» DIRECTIVE
Output as a numbered list the lines of the listing from the line that has "each like [303,554]." through the line that has "Target: sedan windshield", skipping any blank lines.

» RECORD EXCERPTS
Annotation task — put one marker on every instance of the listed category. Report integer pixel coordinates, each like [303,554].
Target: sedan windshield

* * *

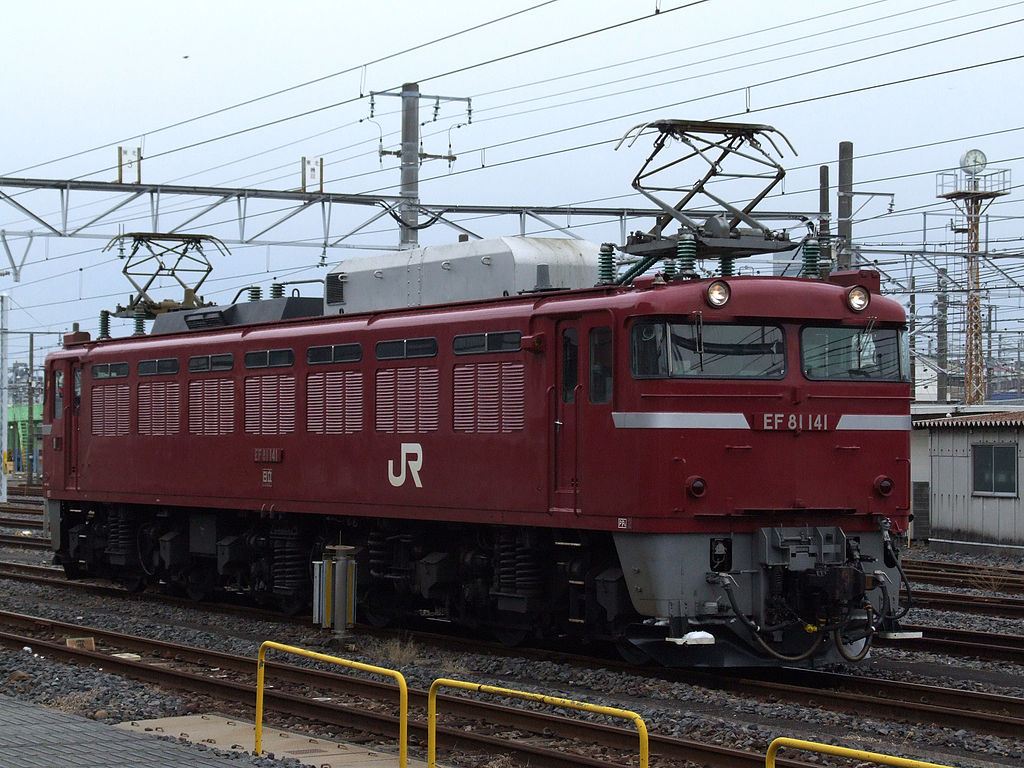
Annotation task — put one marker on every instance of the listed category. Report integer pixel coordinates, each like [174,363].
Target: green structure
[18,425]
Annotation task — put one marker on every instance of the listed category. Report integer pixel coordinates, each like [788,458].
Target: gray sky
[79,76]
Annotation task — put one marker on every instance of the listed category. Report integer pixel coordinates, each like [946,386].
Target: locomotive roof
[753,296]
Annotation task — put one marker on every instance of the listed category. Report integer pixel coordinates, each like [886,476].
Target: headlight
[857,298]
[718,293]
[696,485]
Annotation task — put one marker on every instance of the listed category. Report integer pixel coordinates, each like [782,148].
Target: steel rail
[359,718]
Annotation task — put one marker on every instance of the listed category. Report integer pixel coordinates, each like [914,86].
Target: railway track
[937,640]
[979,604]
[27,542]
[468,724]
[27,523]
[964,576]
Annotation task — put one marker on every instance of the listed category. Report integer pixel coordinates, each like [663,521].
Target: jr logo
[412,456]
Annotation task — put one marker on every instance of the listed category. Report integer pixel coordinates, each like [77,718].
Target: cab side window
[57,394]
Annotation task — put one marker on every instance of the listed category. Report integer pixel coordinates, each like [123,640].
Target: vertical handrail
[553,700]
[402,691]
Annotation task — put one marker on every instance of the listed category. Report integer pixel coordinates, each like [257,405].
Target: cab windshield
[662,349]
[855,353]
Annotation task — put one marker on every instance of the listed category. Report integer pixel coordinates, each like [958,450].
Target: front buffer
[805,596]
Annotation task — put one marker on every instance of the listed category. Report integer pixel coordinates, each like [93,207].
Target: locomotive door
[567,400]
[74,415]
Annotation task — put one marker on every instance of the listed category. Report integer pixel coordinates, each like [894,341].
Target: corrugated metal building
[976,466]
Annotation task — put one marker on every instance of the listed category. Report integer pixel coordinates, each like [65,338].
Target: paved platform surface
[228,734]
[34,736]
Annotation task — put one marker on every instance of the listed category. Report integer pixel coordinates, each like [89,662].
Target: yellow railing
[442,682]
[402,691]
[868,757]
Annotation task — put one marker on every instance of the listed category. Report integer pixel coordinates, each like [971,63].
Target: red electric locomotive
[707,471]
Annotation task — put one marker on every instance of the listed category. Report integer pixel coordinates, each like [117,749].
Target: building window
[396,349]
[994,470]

» SOLVED PROBLEM
1. Annotation task — put one marker on every instance of the listed category. Report integer pixel coordinates, each like [303,554].
2. Target: sedan windshield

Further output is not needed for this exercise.